**Problem details**
Reproduce every line of the material below without any changes, leaving the pictures out of your copy.

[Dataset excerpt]
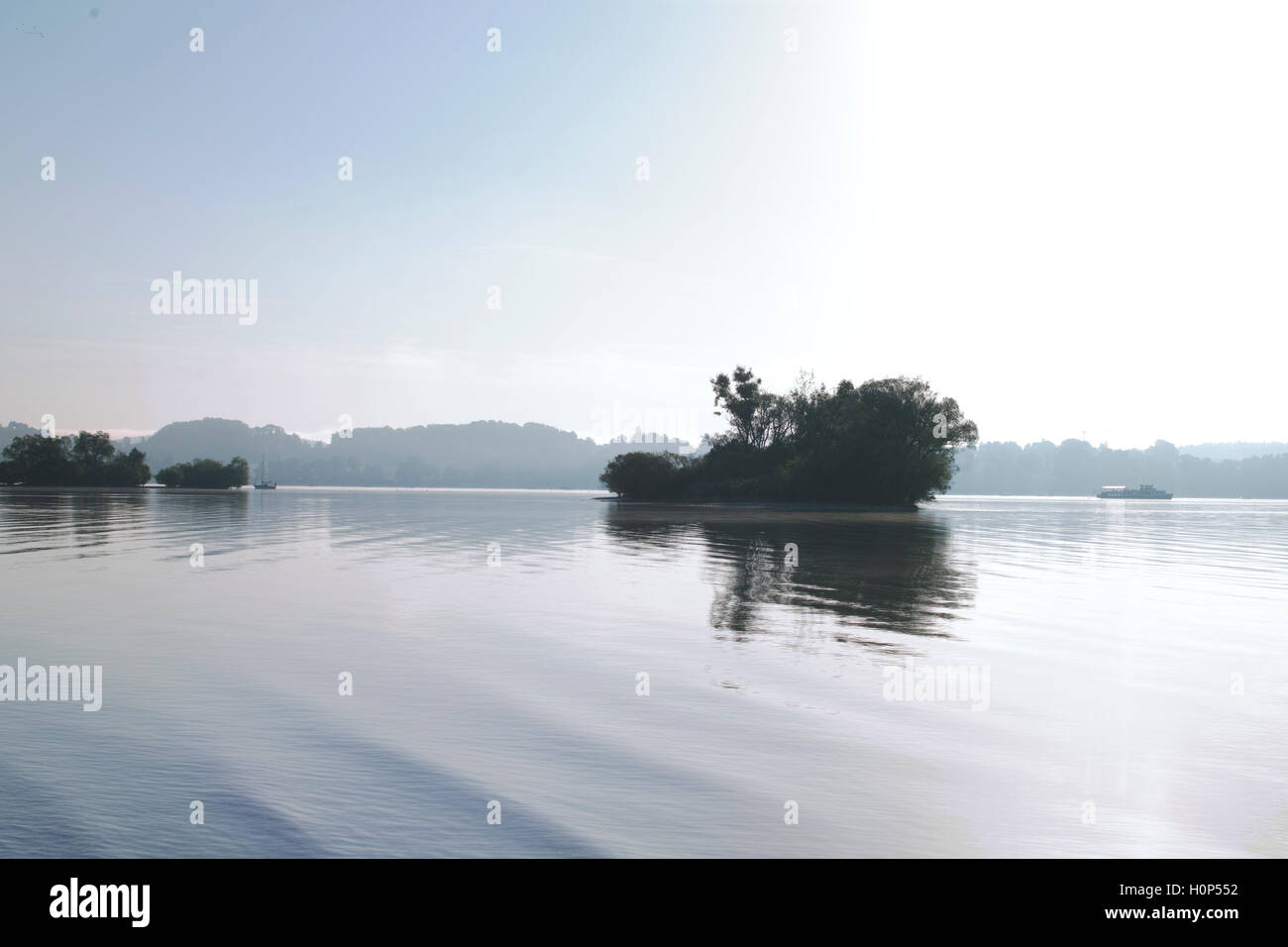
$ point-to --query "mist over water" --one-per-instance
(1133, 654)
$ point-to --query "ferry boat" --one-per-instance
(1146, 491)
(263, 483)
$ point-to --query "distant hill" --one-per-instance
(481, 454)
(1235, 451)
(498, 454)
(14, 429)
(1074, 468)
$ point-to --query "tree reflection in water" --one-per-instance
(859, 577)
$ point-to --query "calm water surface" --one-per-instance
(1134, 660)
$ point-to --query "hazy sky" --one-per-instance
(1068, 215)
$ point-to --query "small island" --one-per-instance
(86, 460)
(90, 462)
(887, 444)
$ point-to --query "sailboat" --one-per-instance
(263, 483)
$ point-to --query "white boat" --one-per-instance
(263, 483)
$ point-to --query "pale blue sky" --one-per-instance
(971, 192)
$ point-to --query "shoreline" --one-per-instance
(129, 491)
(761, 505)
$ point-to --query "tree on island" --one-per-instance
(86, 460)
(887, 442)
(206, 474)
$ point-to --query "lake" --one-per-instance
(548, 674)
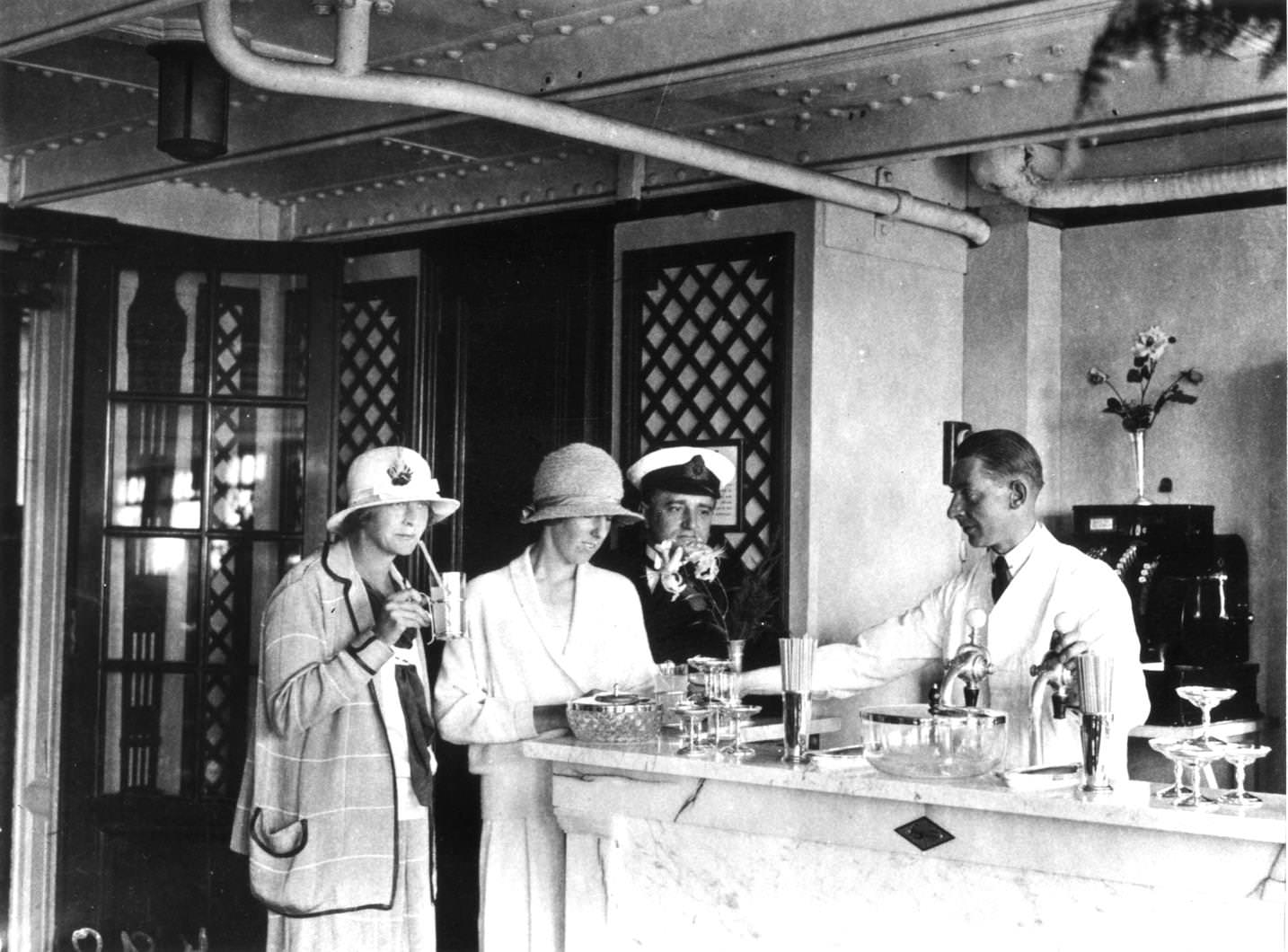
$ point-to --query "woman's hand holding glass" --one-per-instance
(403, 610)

**Output of the exercise**
$ point-to --query "mist over water" --one-per-instance
(1133, 654)
$ point-to --query "ferry boat" --one-per-instance
(1146, 491)
(263, 483)
$ point-to --query "distant hill" --one-per-instance
(481, 454)
(1235, 451)
(498, 454)
(14, 429)
(1074, 468)
$ point-to --query "tree reflection in water" --one-per-instance
(859, 577)
$ point-to --query "calm water surface" --one-per-instance
(1134, 660)
$ point-to --query "hazy sky" --one-per-instance
(1068, 215)
$ point-to --query "small island" --one-per-instance
(86, 460)
(90, 462)
(887, 444)
$ point-to --query "sailboat" --one-per-instance
(263, 483)
$ point-to --query "white boat" --one-per-instance
(263, 483)
$ point-to --query "pale blue sky" --one-per-instance
(971, 192)
$ point-to --query "shoreline" --one-per-instance
(129, 491)
(761, 505)
$ point-to --query "tree on island" --one-per-instance
(86, 460)
(887, 442)
(206, 474)
$ point-to --query "lake" --one-per-instance
(548, 674)
$ point-to --query "woman's hand holding glass" --one-per-instance
(403, 610)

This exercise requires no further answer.